TEKST OM TE LEZEN.
+--

Bij beschikking van 17 september 2020 heeft de Ondernemingskamer op verzoek van [appellant 3] en [appellant 2] een onderzoek bevolen naar het beleid en de gang van zaken binnen [appellant 2] . Dit onderzoek richt zich met name ook op het (beweerde) ontslag van de bestuurders A van [appellant 2] per 14 november 2017 en de kort daarop gevolgde Dividendbetaling. Daarnaast heeft de Ondernemingskamer als voorlopige voorziening een nader aan te wijzen persoon benoemd tot zelfstandig bestuurder – met beslissende stem – van [appellant 2] . Bij (vervolg)beschikking van 22 september 2020 heeft de Ondernemingskamer [appellant 1] als zodanig benoemd.
3.7.
Bij e-mailbericht van 12 april 2022 heeft [naam 2] aan de notaris geschreven: “
Ons kantoor treedt op voor [appellant 2]
Op 2 februari 2018 heeft uw kandidaat [geïntimeerde 2] blijkens bijgaande opgave namens (de directie van) cliënte een aantal wijzigingen doorgegeven en doorgevoerd in het Handelsregister. Het betrof de verwerking van een bestuurswissel die bijna 3 maanden eerder had plaatsgevonden.
Graag verzoek ik u om mij te doen toekomen de (email-) en mogelijke andere correspondentie die u hierover met (de directie van) cliënte heeft gevoerd vergezeld van de stukken die u hiertoe zijn toegezonden. Ook zou ik graag van u vernemen of u eerder voor cliënte – dan wel haar directie(leden) – notariële diensten had verricht.(..)
3.8.
Bij e-mail van 20 april 2022 heeft de notaris geantwoord:

Uit ons dossier blijkt dat de registratie van de bestuurswissel bij de kvk heeft plaatsgevonden op basis van een getekend aandeelhoudersbesluit d.d. 14 november 2017 dat wij van de aandeelhouders hebben ontvangen en op hun verzoek hebben laten verwerken bij de kvk. Ons kantoor heeft destijds voor Exem Energy opgetreden en u zult begrijpen dat ik om die reden geen verdere informatie waaronder email of andere correspondentie met u kan delen.

+--

AANGELEVERDE GEGEVENS.
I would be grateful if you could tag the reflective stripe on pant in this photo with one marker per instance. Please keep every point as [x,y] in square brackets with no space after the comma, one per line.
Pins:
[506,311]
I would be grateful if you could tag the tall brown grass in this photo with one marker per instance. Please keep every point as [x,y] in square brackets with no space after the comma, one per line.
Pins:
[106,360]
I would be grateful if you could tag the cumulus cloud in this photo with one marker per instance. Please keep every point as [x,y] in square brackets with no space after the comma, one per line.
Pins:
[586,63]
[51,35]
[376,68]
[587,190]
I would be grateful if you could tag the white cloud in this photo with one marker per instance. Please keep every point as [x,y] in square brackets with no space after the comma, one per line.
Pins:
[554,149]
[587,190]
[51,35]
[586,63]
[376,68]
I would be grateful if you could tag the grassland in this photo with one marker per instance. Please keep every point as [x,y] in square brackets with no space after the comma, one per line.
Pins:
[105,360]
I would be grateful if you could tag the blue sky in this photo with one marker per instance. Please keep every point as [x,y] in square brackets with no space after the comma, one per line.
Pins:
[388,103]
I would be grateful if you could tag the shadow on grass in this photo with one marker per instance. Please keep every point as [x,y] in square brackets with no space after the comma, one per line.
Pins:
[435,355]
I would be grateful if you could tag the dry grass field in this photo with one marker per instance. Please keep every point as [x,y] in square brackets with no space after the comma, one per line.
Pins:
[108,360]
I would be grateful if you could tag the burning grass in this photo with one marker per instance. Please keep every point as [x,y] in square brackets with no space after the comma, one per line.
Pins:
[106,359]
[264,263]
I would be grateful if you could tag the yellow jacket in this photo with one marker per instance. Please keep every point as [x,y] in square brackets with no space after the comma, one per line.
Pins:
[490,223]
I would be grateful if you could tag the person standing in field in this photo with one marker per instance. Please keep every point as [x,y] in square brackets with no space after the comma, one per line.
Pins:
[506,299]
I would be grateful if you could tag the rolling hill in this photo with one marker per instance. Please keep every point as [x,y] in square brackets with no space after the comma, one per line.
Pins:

+--

Ga verder met het stuk over de Ondernemingskamer en de mails met de notaris, vanaf de laatste zin die er staat.

VERWACHT ANTWOORD.
3.9.
In reactie op voornoemd bericht heeft [naam 2] bij e-mail van dezelfde dag geschreven:

Naar aanleiding van uw onderstaand bericht verzoek ik u mij te bevestigen op basis van welke juridische grondslag u namens de aandeelhouder van een Nederlandse vennootschap een opgave wijziging bestuurders aan het Handelsregister heeft kunnen doen.
3.10.
Op 25 april 2022 heeft de notaris gereageerd op voormeld bericht:

Daar kan ik niets over zeggen in verband met de vertrouwelijkheid van mijn dossier.
3.11.
Diezelfde dag heeft [naam 2] daarop bij e-mail gereageerd:

Dit is geen antwoord en niet aanvaardbaar. Graag ontvang ik vandaag de uitleg op welkejuridischegrond u resp. uw kantoor meentnamens een aandeelhouder
een opgave directiewisseling namens de vennootschap te kunnen doen. Dit heeft met de evt. vertrouwelijkheid van uw dossier niets te maken. Blijft een antwoord uit, dan kunt u (ook op dit punt) een klacht tegemoet zien.
3.12.
Eveneens bij e-mail van 25 april 2022 heeft de notaris in reactie hierop aan [naam 2] geschreven:

(…) Graag bevestig ik u wederom dat de vertrouwelijkheid van het dossier mij niet toelaat om inhoudelijk te reageren.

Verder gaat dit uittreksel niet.